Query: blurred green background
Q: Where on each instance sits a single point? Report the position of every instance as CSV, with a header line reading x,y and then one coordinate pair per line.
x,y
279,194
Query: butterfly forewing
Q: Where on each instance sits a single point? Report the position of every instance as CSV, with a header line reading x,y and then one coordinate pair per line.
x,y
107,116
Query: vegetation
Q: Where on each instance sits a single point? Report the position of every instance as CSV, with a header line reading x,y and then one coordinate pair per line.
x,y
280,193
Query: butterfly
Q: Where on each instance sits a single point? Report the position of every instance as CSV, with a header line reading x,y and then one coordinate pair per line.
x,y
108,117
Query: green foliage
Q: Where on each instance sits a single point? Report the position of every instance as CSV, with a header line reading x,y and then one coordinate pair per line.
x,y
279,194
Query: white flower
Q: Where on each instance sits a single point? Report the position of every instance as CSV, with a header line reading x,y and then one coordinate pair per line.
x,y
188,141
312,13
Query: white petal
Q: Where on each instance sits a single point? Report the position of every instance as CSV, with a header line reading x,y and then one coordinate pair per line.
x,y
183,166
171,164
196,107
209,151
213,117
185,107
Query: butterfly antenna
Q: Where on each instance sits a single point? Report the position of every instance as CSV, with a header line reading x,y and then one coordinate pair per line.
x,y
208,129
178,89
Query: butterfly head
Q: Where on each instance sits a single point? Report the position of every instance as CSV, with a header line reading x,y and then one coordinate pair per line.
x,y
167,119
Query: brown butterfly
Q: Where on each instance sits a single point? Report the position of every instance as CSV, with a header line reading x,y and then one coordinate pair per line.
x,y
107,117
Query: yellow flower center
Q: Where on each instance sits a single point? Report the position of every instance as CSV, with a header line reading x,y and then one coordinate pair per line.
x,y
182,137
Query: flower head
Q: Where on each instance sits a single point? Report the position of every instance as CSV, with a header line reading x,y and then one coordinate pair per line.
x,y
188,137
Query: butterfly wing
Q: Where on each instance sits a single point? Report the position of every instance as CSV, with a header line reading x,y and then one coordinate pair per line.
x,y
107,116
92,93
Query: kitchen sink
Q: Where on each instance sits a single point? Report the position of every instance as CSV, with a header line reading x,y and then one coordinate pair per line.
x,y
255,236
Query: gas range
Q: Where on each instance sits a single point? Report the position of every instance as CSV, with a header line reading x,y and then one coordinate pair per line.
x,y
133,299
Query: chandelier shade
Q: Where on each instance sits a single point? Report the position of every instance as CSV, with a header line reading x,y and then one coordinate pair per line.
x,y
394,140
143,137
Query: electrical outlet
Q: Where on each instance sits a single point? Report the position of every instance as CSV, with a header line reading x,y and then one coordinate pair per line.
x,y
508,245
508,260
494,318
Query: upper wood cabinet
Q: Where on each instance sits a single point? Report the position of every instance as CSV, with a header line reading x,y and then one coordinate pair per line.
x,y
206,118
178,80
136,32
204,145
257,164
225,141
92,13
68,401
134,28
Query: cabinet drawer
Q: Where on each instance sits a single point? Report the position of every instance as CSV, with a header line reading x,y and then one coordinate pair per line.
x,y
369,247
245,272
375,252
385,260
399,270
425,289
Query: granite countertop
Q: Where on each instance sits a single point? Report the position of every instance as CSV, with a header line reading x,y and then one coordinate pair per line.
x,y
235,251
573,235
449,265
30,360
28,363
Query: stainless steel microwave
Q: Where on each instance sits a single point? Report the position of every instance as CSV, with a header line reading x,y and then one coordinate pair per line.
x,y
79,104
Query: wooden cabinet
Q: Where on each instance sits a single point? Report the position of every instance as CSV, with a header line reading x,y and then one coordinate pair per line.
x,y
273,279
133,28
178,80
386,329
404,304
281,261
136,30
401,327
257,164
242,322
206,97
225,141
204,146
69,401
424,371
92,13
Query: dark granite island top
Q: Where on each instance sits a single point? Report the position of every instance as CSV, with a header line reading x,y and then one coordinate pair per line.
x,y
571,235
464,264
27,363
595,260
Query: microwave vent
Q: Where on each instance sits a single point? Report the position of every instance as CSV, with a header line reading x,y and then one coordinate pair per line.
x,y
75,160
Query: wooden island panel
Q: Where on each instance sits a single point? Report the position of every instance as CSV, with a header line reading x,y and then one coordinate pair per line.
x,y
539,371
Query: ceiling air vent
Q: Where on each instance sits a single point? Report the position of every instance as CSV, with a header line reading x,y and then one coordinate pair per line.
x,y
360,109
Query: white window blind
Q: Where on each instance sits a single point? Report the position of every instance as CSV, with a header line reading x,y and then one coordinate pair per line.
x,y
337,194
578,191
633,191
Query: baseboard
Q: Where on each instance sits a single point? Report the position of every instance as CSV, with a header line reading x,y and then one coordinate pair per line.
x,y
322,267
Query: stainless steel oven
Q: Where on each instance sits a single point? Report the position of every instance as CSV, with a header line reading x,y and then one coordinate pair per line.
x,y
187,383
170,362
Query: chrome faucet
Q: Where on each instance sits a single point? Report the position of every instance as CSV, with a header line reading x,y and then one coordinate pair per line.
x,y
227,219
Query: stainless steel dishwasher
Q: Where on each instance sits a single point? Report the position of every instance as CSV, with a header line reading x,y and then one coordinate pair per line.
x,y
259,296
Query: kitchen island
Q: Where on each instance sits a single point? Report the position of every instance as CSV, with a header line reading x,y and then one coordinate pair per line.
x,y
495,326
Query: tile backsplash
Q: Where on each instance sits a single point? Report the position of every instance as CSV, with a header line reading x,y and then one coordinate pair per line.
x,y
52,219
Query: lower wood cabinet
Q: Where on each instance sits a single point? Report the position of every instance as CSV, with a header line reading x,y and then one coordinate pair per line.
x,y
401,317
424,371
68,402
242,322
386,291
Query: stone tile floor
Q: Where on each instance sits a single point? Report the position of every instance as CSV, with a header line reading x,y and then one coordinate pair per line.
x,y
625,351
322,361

========================

### Goal of the exercise
If the string "kitchen" is in a line of the entries, pick that line out.

### Output of the exercise
Query: kitchen sink
Query: kitchen island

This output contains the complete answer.